### TEXT SEGMENT
— START —
Sunday, January 10, 2010

Truth vs. Optics: Truth is the Casualty

Heard on John King's State of the Union program from CNN's Jessica Yellin:

“Lincoln notwithstanding [I love the ‘notwithstanding;’ it leaves the impression that Ms. Yellin has more than a superficial knowledge of U.S. history], the Republican Party has a different history and baggage” on civil rights. Okay, true statement, as far as it goes. But then the Anderson Cooper school of subjective reporting kicks in. It goes something like this: Truth is not the objective, parity is. And so a pseudo-scientist arguing for “intelligent design” gets equal time with a scientist explaining the truth about evolution. And history competes with revisionism, because if we don’t hear “the other side,” even if it’s patently false, CNN will hear complaints from THE STOOPID, which their suits don’t like.

And so, in the next part of her statement Yellin adds the Cooper qualifier: “. . . just as the Democrats have their own history and baggage on national security.” Tell us, Ms. Yellin, exactly what history is that? Is it the history of:
  • World War I (President Wilson, Democrat);
  • World War II (President Roosevelt, Democrat);
  • Korea (President Truman, Democrat);
  • Cuban Missile Crisis (President Kennedy, Democrat);
  • Cold War (Presidents Truman-D, Eisenhower-R, Kennedy-D, Johnson-D, Nixon-R, Ford-R, Carter-D, Reagan-R, Bush I-R: Four Democratic presidents and five Republicans who kept us out of a global thermonuclear war with the Soviet Union);
  • Vietnam (Presidents Kennedy-D, Johnson-D who escalated the war, Nixon-R who started "Vietnamization" and de-escalation, and Ford-R who presided over the fall of South Vietnam to the Communist North Vietnamese regime);
  • Bosnia (President Clinton, Democrat: The U.S. and its NATO allies successfully ended genocide and ethnic cleansing in the former Yugoslavia, without a single American service personnel killed –- “the best indicator of success we could ever have,” according to Sen. John McCain on the very program in which Ms. Yellin shoved her foot down her throat -- resulting in a negotiated peace among the warring parties);
  • Iraq I (President Bush I-R, a limited war to liberate Kuwait and keep the oil lanes flowing to the West); and
  • Iraq II and Afghanistan. (President George W. Bush-R: This war of choice started by George W. Bush has passed Vietnam as the longest war in U.S. history. It ranks as the most catastrophic foreign policy disaster in our history as well. President Obama, as is so often the case with Democratic presidents, inherited the wars and ruined economy left by GWB and is in the process of cleaning up the Republican mess.)
— END —
### SET PROBLEM
Can you reproduce, word for word, the part of the blog post above starting with "Heard on John" and going on through "suits don’t like."?

### RECORDED INFORMATION
— START —
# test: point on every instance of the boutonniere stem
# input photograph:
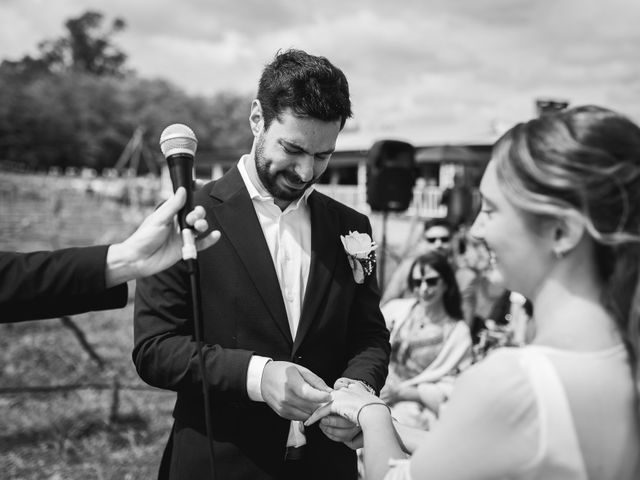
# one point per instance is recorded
(360, 250)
— END —
### WORKED SOLUTION
Heard on John King's State of the Union program from CNN's Jessica Yellin:

“Lincoln notwithstanding [I love the ‘notwithstanding;’ it leaves the impression that Ms. Yellin has more than a superficial knowledge of U.S. history], the Republican Party has a different history and baggage” on civil rights. Okay, true statement, as far as it goes. But then the Anderson Cooper school of subjective reporting kicks in. It goes something like this: Truth is not the objective, parity is. And so a pseudo-scientist arguing for “intelligent design” gets equal time with a scientist explaining the truth about evolution. And history competes with revisionism, because if we don’t hear “the other side,” even if it’s patently false, CNN will hear complaints from THE STOOPID, which their suits don’t like.